Entries supplied –
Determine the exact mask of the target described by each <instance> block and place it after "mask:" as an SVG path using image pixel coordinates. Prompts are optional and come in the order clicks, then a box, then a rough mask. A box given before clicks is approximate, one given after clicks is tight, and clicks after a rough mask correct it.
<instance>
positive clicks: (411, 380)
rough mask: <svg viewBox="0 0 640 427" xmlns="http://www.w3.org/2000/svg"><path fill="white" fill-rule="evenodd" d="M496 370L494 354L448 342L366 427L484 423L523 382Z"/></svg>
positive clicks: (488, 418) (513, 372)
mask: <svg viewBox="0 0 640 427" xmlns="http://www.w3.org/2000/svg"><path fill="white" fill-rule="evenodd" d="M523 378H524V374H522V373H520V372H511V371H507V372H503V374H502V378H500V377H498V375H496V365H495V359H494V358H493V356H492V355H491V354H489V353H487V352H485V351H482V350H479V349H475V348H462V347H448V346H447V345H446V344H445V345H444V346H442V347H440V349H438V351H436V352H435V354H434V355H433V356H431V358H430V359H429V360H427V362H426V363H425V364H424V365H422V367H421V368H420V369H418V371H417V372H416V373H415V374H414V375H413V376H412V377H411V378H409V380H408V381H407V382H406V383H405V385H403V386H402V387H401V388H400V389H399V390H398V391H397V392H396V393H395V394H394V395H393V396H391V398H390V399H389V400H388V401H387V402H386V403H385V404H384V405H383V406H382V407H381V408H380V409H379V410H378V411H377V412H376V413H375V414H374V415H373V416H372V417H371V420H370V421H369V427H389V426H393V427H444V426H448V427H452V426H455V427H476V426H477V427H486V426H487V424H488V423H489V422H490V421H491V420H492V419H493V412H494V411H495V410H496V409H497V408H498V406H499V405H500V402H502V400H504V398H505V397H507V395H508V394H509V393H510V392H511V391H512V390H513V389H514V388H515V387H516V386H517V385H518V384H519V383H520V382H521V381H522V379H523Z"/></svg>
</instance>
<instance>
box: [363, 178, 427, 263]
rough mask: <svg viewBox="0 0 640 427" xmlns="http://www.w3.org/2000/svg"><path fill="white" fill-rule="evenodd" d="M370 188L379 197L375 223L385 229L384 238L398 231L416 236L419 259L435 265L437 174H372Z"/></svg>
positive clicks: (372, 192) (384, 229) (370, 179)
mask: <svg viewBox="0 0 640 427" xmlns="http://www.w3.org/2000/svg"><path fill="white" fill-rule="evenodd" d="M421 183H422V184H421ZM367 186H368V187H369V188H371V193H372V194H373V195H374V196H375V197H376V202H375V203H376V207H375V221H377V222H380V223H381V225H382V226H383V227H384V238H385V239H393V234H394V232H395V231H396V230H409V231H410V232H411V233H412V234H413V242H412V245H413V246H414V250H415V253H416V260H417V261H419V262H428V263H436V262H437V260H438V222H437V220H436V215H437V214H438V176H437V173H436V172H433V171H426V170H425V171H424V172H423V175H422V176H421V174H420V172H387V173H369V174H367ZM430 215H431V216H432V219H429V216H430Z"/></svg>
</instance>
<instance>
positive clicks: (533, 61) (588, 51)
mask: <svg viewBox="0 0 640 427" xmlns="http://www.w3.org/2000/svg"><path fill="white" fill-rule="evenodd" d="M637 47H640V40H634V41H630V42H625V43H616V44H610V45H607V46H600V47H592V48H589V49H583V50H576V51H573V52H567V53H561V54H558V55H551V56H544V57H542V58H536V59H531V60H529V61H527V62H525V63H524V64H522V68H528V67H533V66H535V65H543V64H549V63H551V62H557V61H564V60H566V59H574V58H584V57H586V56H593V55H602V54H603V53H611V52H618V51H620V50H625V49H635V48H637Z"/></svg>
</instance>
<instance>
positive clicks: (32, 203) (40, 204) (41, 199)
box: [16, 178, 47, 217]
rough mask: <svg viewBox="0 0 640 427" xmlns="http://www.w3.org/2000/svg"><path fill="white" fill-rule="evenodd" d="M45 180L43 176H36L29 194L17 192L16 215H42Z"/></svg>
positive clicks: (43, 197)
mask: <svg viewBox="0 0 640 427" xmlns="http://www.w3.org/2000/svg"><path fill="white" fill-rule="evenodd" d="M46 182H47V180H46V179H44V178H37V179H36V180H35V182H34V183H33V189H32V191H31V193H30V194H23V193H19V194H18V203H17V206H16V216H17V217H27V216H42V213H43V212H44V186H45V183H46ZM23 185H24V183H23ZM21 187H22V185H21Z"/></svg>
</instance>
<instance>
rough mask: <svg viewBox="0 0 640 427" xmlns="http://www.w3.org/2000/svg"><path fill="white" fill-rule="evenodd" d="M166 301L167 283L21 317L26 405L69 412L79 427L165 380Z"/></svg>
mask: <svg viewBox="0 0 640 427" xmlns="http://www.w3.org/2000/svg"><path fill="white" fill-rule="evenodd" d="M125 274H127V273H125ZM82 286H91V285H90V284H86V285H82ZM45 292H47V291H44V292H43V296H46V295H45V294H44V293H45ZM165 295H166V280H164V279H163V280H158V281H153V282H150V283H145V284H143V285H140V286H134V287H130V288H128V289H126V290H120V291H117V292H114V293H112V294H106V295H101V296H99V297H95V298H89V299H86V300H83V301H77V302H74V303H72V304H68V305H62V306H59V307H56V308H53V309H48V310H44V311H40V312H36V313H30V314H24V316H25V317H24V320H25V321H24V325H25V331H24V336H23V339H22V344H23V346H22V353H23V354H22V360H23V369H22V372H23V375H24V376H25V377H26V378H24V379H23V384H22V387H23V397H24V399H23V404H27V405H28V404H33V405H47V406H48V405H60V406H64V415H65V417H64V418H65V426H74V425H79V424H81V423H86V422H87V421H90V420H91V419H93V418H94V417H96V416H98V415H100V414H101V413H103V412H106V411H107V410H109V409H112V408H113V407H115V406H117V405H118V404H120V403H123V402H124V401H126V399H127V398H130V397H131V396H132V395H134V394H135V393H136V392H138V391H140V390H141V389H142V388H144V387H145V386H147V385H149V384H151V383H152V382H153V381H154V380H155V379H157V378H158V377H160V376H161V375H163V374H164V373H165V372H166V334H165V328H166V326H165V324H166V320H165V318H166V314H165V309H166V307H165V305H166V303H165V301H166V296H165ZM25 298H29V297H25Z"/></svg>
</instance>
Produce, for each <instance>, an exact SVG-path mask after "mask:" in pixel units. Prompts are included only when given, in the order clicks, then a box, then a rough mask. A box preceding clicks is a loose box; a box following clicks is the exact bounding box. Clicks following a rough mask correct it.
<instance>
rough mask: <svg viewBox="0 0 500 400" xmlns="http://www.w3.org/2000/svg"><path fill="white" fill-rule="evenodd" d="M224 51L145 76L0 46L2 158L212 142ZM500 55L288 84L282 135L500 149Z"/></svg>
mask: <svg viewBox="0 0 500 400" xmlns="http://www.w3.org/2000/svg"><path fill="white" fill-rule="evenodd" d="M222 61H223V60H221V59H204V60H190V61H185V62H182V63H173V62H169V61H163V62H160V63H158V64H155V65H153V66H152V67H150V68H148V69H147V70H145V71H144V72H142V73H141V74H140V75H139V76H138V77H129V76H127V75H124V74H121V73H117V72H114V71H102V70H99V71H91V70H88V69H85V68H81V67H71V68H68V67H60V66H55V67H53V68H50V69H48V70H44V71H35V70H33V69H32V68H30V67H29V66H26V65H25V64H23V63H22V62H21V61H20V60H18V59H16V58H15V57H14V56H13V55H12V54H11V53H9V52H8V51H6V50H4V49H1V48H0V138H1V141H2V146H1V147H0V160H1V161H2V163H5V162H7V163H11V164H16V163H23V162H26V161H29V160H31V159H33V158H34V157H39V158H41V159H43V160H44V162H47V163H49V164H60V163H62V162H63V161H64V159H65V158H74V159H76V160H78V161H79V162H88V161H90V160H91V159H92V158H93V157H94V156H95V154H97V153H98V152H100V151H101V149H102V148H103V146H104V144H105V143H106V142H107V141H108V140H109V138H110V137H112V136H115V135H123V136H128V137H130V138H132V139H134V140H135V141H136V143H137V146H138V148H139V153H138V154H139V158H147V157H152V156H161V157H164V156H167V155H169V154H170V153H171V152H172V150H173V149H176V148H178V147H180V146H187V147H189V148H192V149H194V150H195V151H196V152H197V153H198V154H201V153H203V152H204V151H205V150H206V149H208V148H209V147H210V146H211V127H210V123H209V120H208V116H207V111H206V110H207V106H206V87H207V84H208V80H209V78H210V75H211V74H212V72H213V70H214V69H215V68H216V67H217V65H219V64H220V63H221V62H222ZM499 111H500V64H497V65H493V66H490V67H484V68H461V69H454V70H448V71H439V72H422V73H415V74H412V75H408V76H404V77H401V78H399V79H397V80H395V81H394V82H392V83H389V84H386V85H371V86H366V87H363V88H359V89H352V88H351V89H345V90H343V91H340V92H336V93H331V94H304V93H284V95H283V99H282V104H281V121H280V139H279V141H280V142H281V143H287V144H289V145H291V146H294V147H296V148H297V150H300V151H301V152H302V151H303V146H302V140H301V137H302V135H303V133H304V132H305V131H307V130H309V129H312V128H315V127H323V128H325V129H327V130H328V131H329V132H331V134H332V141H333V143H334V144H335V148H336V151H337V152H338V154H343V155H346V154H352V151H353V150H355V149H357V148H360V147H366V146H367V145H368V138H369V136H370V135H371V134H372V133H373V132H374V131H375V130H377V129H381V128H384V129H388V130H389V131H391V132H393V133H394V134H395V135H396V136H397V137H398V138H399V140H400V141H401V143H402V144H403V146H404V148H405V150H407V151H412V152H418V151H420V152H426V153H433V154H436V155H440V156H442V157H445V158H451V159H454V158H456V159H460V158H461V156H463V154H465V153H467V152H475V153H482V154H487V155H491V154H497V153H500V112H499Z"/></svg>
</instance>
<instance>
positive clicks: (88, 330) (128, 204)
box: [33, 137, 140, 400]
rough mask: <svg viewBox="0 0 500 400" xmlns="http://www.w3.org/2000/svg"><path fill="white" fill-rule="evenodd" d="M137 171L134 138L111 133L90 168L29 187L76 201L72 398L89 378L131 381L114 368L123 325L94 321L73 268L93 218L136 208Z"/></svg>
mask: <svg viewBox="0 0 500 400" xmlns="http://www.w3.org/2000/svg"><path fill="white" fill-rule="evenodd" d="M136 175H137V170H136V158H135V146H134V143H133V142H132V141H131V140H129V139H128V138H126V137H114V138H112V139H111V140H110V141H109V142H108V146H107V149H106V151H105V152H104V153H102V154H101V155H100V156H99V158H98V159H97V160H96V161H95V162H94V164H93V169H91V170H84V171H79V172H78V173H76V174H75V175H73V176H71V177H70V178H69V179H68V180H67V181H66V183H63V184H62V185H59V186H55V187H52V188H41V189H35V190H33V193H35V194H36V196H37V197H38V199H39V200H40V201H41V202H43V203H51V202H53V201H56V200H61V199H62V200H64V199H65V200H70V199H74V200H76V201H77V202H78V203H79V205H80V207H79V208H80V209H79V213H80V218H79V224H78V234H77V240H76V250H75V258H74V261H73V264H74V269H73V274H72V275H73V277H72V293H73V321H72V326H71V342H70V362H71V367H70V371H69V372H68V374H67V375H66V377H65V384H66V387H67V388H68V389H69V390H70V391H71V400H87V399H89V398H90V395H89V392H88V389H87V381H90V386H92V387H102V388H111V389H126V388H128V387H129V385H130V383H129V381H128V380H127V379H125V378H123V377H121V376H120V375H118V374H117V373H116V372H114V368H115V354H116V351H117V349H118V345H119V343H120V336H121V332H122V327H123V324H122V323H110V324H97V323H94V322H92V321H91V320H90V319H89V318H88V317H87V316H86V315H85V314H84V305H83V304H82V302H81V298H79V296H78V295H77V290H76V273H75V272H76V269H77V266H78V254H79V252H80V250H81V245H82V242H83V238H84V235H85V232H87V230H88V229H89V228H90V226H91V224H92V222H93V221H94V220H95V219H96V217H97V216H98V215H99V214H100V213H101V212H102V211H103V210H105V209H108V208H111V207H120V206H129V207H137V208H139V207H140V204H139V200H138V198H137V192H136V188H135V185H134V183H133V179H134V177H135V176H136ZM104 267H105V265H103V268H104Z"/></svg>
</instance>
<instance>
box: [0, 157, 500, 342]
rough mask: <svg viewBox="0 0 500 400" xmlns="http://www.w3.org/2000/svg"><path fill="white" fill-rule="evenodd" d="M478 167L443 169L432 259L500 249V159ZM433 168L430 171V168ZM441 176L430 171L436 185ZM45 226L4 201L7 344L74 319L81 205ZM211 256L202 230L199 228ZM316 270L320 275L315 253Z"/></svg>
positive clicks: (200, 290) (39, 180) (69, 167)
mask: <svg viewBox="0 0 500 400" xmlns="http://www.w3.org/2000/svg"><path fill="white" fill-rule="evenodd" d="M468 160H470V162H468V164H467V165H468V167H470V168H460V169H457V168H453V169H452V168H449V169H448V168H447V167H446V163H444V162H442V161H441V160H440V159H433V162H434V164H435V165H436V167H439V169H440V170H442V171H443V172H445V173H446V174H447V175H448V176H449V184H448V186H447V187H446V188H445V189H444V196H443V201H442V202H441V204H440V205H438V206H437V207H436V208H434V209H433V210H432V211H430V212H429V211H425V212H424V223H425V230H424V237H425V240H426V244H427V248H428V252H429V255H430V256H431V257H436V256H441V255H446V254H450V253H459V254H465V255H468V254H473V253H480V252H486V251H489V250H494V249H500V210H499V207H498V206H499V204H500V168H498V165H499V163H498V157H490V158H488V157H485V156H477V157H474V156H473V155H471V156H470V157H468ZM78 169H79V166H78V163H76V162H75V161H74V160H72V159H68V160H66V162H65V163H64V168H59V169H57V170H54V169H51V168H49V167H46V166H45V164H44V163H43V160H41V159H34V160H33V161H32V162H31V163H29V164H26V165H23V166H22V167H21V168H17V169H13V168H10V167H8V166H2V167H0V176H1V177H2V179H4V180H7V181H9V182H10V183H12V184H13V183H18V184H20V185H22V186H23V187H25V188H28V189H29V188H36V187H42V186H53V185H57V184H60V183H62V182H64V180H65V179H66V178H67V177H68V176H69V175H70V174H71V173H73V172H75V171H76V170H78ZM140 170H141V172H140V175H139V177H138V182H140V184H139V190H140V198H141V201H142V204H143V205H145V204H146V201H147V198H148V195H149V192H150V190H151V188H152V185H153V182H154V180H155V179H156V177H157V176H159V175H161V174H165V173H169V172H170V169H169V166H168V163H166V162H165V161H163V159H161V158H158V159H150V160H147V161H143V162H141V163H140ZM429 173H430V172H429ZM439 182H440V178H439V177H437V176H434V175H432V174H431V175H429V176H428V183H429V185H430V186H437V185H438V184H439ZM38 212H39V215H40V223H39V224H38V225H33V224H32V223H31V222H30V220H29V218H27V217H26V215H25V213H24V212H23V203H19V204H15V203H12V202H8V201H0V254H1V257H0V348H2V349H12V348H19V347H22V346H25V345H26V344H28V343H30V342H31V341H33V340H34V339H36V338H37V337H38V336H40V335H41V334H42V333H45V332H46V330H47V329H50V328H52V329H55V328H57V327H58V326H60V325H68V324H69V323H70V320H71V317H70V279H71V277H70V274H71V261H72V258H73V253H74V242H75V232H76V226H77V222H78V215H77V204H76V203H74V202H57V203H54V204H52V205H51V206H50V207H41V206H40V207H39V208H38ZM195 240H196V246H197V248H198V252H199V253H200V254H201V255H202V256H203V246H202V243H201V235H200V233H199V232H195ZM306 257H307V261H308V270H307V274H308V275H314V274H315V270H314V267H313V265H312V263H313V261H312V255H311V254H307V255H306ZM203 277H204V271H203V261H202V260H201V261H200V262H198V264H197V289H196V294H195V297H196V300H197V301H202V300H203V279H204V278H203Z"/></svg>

Try it – Looking at the records above, how many lines include "given"? Please give the number and nothing more.

Output of the exercise – 2